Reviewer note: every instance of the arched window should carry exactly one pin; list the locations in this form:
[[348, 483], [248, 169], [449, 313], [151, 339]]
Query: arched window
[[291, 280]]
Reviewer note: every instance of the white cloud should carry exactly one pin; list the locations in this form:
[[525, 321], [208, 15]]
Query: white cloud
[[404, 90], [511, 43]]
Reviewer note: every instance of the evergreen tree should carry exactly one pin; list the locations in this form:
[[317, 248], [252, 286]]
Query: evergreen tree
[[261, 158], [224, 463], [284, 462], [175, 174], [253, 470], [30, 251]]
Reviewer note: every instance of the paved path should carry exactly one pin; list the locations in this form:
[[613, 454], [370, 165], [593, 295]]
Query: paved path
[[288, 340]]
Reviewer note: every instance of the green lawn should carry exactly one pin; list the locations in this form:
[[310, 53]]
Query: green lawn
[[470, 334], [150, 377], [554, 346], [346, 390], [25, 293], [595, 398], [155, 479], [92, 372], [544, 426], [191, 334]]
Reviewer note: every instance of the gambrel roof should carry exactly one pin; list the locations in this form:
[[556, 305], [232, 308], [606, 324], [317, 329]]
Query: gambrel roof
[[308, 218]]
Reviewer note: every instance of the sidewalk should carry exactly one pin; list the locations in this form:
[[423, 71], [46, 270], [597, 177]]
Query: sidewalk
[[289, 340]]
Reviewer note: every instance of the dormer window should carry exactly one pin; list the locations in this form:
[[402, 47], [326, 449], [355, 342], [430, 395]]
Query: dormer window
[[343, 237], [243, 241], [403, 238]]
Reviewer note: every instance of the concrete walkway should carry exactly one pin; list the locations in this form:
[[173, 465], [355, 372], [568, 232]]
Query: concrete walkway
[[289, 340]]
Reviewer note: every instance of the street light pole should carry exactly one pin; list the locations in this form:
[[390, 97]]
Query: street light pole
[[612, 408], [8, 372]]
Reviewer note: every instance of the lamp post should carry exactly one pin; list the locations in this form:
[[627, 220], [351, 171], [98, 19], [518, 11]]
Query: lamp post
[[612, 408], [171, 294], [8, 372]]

---

GOAL OF THE EXERCISE: The expected output is each line of the records above that includes the word "note".

RESPONSE TO THE TASK:
Reviewer note: every instance of the arched window should carry exactly one pin; list the locations in this form:
Reviewer note: every instance of the white cloud should carry exactly one pin; list the locations in this form:
Reviewer note: every instance of the evergreen tree should carry exactly one pin; list the locations in this form:
Reviewer note: every instance of the paved path should carry exactly one pin; list the locations in this form:
Reviewer note: every instance of the green lawn should carry exactly one pin; list the locations in this form:
Reviewer note: every instance of the gambrel roof should carry exactly one pin; list the locations in this form:
Reviewer note: every instance of the sidewalk should carry exactly one pin; list the locations in this form:
Reviewer note: every instance of the dormer window should carry exactly one pin; list the locations in this form:
Reviewer note: every instance of the concrete walkway should carry exactly one pin; list the locations in this form:
Reviewer note: every instance of the street light pole should carry exactly one pin; list the locations in this form:
Reviewer note: every instance of the lamp post should carry exactly one pin; list the locations in this form:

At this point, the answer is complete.